* _Task objective_
All records below are to be repeated precisely, with nothing added.

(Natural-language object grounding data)
▬▬▬▬▬▬▬▬▬▬
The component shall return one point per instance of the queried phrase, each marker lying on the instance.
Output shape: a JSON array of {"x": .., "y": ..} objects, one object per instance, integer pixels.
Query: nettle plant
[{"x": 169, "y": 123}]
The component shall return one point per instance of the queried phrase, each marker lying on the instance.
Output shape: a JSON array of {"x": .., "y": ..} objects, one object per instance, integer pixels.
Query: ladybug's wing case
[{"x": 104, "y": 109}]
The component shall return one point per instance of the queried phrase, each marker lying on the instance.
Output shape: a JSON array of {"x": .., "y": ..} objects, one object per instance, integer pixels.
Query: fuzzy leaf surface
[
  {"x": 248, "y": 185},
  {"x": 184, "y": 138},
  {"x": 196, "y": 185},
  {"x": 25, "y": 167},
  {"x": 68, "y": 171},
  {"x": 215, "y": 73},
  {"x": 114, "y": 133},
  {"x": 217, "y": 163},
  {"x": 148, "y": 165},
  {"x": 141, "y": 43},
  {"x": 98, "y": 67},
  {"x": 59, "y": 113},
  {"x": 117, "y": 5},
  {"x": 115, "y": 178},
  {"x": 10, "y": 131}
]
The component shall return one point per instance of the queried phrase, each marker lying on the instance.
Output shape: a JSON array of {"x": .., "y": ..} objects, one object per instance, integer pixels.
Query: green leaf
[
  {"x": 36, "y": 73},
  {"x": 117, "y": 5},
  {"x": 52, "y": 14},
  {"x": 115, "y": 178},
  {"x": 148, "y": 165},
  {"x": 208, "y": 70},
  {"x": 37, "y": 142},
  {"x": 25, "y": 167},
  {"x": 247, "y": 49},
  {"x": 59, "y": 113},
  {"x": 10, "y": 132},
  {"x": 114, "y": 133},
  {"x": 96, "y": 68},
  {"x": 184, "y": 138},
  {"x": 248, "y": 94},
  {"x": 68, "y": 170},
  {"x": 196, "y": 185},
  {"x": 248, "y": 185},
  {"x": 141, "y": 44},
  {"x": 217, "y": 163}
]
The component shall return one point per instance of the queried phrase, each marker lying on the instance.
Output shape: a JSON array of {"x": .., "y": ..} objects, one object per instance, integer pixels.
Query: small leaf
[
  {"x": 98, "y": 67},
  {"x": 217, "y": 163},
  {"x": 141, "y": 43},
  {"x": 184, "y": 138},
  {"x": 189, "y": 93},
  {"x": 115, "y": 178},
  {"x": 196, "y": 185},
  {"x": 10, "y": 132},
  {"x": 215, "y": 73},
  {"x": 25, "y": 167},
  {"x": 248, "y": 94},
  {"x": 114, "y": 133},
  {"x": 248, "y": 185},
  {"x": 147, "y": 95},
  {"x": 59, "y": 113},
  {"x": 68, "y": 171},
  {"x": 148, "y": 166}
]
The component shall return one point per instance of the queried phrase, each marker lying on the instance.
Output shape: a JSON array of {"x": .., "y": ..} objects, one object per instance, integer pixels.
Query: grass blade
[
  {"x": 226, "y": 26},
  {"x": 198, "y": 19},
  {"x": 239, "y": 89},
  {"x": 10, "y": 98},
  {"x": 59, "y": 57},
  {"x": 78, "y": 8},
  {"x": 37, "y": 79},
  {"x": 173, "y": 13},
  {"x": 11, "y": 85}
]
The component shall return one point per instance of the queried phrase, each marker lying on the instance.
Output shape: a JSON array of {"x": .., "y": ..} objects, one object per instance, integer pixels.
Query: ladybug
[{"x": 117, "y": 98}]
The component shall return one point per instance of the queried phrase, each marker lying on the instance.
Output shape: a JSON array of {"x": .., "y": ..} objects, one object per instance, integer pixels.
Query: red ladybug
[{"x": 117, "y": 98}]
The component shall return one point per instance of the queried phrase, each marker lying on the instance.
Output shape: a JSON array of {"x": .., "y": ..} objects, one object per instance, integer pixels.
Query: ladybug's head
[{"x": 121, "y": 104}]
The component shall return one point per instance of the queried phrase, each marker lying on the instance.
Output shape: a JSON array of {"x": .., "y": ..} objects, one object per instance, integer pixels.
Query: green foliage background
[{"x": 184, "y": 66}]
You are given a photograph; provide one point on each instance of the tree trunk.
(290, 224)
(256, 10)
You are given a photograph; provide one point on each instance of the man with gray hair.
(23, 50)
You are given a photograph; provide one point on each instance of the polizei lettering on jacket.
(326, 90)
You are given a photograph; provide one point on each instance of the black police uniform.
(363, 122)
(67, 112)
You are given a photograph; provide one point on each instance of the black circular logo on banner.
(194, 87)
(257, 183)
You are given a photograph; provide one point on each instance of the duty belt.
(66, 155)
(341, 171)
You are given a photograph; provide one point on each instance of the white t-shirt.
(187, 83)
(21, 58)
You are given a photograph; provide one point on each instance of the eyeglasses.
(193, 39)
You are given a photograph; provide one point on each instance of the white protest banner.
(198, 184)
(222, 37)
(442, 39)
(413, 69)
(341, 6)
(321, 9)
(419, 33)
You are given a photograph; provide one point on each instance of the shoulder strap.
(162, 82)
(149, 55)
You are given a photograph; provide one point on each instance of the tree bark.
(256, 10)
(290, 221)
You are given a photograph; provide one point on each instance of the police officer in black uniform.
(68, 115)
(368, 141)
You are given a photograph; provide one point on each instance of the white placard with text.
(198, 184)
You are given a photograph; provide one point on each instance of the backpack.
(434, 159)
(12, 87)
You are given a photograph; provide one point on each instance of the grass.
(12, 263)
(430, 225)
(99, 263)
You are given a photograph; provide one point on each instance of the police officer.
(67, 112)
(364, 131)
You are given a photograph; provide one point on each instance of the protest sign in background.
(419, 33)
▬▬▬▬▬▬▬▬▬▬
* _Response for this exercise_
The component shall return one point per instance of the queried phrase, each marker lying on the instance.
Output shape: a JSON array of {"x": .., "y": ..} objects, one object per instance, integer pixels.
Query: nettle plant
[{"x": 169, "y": 123}]
The component shall return one point per instance of the queried phrase, each marker lying on the instance.
Output shape: a JSON array of {"x": .., "y": ..} objects, one object per instance, integer pixels.
Query: ladybug's wing case
[{"x": 104, "y": 109}]
The component shall return one point per instance of the queried phrase, each marker lying on the instance.
Output shape: a JSON array of {"x": .., "y": ..} objects, one object per instance, integer pixels.
Query: fuzzy leaf surface
[
  {"x": 248, "y": 185},
  {"x": 184, "y": 138},
  {"x": 196, "y": 185},
  {"x": 25, "y": 167},
  {"x": 68, "y": 171},
  {"x": 215, "y": 73},
  {"x": 114, "y": 133},
  {"x": 217, "y": 163},
  {"x": 148, "y": 165},
  {"x": 141, "y": 43},
  {"x": 98, "y": 67},
  {"x": 59, "y": 113},
  {"x": 117, "y": 5},
  {"x": 115, "y": 178},
  {"x": 10, "y": 131}
]
The component shall return one point per instance of the queried phrase, each marker lying on the instance.
Output shape: a JSON array of {"x": .., "y": ..} objects, one object per instance, integer pixels.
Query: green leaf
[
  {"x": 36, "y": 73},
  {"x": 117, "y": 5},
  {"x": 52, "y": 14},
  {"x": 115, "y": 178},
  {"x": 148, "y": 165},
  {"x": 208, "y": 70},
  {"x": 37, "y": 142},
  {"x": 25, "y": 167},
  {"x": 247, "y": 49},
  {"x": 59, "y": 113},
  {"x": 10, "y": 132},
  {"x": 114, "y": 133},
  {"x": 96, "y": 68},
  {"x": 184, "y": 138},
  {"x": 248, "y": 94},
  {"x": 68, "y": 170},
  {"x": 196, "y": 185},
  {"x": 248, "y": 185},
  {"x": 141, "y": 44},
  {"x": 217, "y": 163}
]
The component shall return one point per instance of the queried phrase, each marker lying on the instance.
Output shape: a JSON array of {"x": .., "y": ..} objects, one object per instance, integer pixels.
Query: small leaf
[
  {"x": 98, "y": 67},
  {"x": 217, "y": 163},
  {"x": 141, "y": 43},
  {"x": 184, "y": 138},
  {"x": 189, "y": 93},
  {"x": 115, "y": 178},
  {"x": 196, "y": 185},
  {"x": 10, "y": 132},
  {"x": 215, "y": 73},
  {"x": 25, "y": 167},
  {"x": 248, "y": 94},
  {"x": 114, "y": 133},
  {"x": 248, "y": 185},
  {"x": 147, "y": 95},
  {"x": 59, "y": 113},
  {"x": 68, "y": 171},
  {"x": 148, "y": 166}
]
The component shall return one point per instance of the queried phrase, each marker lying on the instance.
Output shape: a JSON array of {"x": .., "y": ..} objects, one object per instance, integer pixels.
Query: grass blade
[
  {"x": 226, "y": 26},
  {"x": 198, "y": 19},
  {"x": 239, "y": 89},
  {"x": 10, "y": 98},
  {"x": 59, "y": 57},
  {"x": 78, "y": 8},
  {"x": 37, "y": 79},
  {"x": 173, "y": 13},
  {"x": 11, "y": 85}
]
The component shall return one point per instance of the queried phrase, each marker lying on the instance.
Output shape: a JSON array of {"x": .., "y": ..} objects, one object per instance, integer pixels.
Query: ladybug
[{"x": 117, "y": 98}]
The component shall return one point per instance of the queried phrase, each marker lying on the instance.
Output shape: a JSON array of {"x": .., "y": ..} objects, one object per instance, integer pixels.
Query: red ladybug
[{"x": 117, "y": 98}]
The component shall return one point per instance of the queried phrase, each marker lying on the instance.
Output shape: a JSON array of {"x": .., "y": ..} objects, one object per instance, integer pixels.
Query: ladybug's head
[{"x": 121, "y": 104}]
The component shall return one point per instance of the queried phrase, each marker lying on the instance.
Output shape: a JSON array of {"x": .., "y": ..} objects, one object per instance, integer pixels.
Query: green foliage background
[{"x": 184, "y": 66}]
You are given a photograph; provide one point on each instance of the tree trunk.
(290, 224)
(256, 10)
You are given a photograph; provide one point on each instance of the man with gray hair.
(23, 50)
You are given a photograph; provide one point on each instance of the polizei lettering on jacket.
(326, 90)
You are given a photograph; provide one point on each instance of the black police uniform.
(363, 122)
(67, 112)
You are given a photograph; provide one point on each instance of the black circular logo on banner.
(194, 87)
(257, 183)
You are given a photograph; provide one point on each instance of the duty belt.
(66, 155)
(341, 171)
You are given a photograph; provide one point on each instance of the white t-shirt.
(187, 83)
(21, 58)
You are given a photograph; provide one point on each instance of the eyeglasses.
(193, 39)
You are given a photograph; provide one point on each instance of the white protest banner.
(198, 184)
(222, 37)
(442, 39)
(413, 69)
(341, 6)
(321, 9)
(419, 33)
You are given a photograph; provide one point on each instance of the shoulder strap.
(162, 82)
(149, 55)
You are given a photograph; provide one point on each instance of the tree bark.
(256, 10)
(290, 221)
You are given a photograph; provide one point on each instance of the police officer in black uniform.
(68, 115)
(368, 141)
You are given a photograph; provide one point on each instance of the white placard with text.
(198, 184)
You are given a photograph; provide one point on each instance of the backpack.
(434, 159)
(12, 87)
You are given a photograph; provide one point on each instance of the grass.
(12, 263)
(430, 225)
(99, 263)
You are given a photograph; provide one point on each instance of the police officer.
(67, 112)
(364, 131)
You are given a photograph; provide one point on each instance of the protest sign in background.
(419, 33)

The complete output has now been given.